_Task to carry out_. From the listing below, reproduce word for word the part that opens with the line containing "box: [8, 154, 445, 225]" and closes with the line containing "163L2 173L450 215L447"; reproduce nothing else.

_Supplied entries_.

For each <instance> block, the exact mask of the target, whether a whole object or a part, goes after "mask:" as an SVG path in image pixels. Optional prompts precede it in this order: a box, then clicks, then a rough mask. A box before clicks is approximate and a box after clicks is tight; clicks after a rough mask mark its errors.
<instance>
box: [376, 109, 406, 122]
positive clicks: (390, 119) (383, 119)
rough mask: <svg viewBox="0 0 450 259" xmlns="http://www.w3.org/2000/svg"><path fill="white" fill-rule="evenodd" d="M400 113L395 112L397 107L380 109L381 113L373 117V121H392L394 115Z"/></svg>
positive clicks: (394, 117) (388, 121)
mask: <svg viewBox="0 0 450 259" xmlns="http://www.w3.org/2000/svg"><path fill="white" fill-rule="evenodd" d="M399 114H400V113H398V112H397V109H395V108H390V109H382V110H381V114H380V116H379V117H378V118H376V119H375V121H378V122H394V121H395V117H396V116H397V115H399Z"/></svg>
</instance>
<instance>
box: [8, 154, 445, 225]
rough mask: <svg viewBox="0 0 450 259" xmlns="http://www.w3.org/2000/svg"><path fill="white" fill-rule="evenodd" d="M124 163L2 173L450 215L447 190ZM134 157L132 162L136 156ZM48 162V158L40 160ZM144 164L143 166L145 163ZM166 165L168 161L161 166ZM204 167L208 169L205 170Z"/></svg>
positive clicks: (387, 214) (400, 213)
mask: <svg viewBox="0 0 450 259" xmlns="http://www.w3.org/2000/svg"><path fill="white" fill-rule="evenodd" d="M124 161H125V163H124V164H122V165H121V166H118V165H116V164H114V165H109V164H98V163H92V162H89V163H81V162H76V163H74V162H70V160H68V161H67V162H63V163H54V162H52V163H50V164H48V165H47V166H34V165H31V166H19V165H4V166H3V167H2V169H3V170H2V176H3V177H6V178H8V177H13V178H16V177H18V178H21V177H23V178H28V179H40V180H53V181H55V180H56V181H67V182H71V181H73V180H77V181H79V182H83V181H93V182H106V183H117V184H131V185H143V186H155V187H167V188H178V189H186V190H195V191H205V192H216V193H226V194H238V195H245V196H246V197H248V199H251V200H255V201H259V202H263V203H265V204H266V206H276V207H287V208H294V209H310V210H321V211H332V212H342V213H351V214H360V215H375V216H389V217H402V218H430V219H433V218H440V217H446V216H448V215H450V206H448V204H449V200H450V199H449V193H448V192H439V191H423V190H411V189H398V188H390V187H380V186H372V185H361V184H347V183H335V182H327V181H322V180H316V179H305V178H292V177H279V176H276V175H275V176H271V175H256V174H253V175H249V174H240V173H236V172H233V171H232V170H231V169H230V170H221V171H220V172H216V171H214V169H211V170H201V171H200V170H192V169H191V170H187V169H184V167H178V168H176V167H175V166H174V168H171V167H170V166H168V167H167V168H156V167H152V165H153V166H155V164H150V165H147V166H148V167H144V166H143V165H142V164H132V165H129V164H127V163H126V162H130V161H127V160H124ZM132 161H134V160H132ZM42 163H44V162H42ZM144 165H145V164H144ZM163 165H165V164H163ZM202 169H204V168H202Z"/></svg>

_Expected output_.
box: [8, 154, 445, 225]
rough mask: <svg viewBox="0 0 450 259" xmlns="http://www.w3.org/2000/svg"><path fill="white" fill-rule="evenodd" d="M124 163L2 173L450 215L447 190ZM134 157L132 162L136 156ZM48 162V158L40 160ZM144 164L143 166L145 163ZM166 165L168 161L161 166ZM204 167L208 169L205 170Z"/></svg>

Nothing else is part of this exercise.